• TEXT TO READ:
From an external point P, two tangents, PA and PB are drawn to a circle with centre O. At one point E on the circle tangent is drawn which intersects PA and PB at C and D, respectively. If PA = 10 cm, find the perimeter of the triangle PCD
Solution:
Given, PA and PB are the two tangents drawn to a circle with centre O though an external point P.
At point E on the circle the tangent is drawn which intersects PA and PB at C and D.
Given, PA = 10 cm
We have to find the perimeter of the triangle PCD.
We know that the tangents drawn to a circle through an external point are equal.
From the figure,
The tangents drawn through point P are PA and PB
So, PA = PB -------------- (1)
The tangents to the circle through C are CA and CE
So, CA = CE -------------- (2)
The tangents to the circle through D are DB = DE
So, DB = DE -------------- (3)

• RECORDS PROVIDED:
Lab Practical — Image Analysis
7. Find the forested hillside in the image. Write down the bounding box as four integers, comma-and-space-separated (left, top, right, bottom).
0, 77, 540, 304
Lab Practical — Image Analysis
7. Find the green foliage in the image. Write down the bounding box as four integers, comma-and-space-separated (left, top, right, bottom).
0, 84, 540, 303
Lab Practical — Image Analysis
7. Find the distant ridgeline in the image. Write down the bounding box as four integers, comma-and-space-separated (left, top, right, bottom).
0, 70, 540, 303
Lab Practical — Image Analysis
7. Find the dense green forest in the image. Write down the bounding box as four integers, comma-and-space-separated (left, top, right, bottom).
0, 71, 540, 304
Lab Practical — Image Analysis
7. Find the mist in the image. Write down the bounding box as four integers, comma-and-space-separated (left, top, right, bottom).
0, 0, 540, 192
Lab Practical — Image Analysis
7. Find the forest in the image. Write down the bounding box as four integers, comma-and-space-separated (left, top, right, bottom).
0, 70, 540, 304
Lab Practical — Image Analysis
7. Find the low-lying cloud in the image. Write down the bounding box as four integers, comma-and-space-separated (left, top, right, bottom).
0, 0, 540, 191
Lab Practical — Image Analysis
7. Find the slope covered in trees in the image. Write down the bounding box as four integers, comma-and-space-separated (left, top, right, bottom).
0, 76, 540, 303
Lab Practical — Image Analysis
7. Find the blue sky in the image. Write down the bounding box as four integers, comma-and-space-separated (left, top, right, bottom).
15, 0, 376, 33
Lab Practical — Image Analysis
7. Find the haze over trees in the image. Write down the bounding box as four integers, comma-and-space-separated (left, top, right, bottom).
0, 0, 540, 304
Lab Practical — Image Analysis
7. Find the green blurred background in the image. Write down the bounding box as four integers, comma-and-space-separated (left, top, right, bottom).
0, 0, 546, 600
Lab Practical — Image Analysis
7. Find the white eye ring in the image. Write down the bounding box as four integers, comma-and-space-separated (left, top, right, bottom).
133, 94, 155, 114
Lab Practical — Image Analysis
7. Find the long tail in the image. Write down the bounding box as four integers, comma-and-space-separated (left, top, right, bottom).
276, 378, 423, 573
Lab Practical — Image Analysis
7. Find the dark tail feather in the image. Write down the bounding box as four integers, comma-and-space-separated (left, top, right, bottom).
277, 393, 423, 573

• SET OF TASKS:
1. Render this sentence from the tangent problem in Spanish: "We know that the tangents drawn to a circle through an external point are equal."
2. Write what comes next in the tangent problem, picking up after its last line.

• RESPONSES:
1. Sabemos que las tangentes trazadas a una circunferencia desde un punto exterior son iguales.

2.
Considering triangle PCD,
Perimeter = PC + PD + CD
From the figure,
CD = CE + DE
So, perimeter = PC + PD + CE + DE
From (2) and (3),
Perimeter = PC + PD + CA + DB
On rearranging,
Perimeter = PC + CA + PD + DB
From the figure,
PC + CA = PA
PD + DB = PB
By (1), PA = PB
So, perimeter = PA + PB
Perimeter = PA + PA
= 2PA
Given, PA = 10 cm
So, 2PA = 2(10)
= 20 cm
Therefore, the perimeter of the triangle PCD is 20 cm.
✦ Try This: If tangents PA and PB from a point P to a circle with center O are drawn so that ∠APB = 80°, then, ∠POA?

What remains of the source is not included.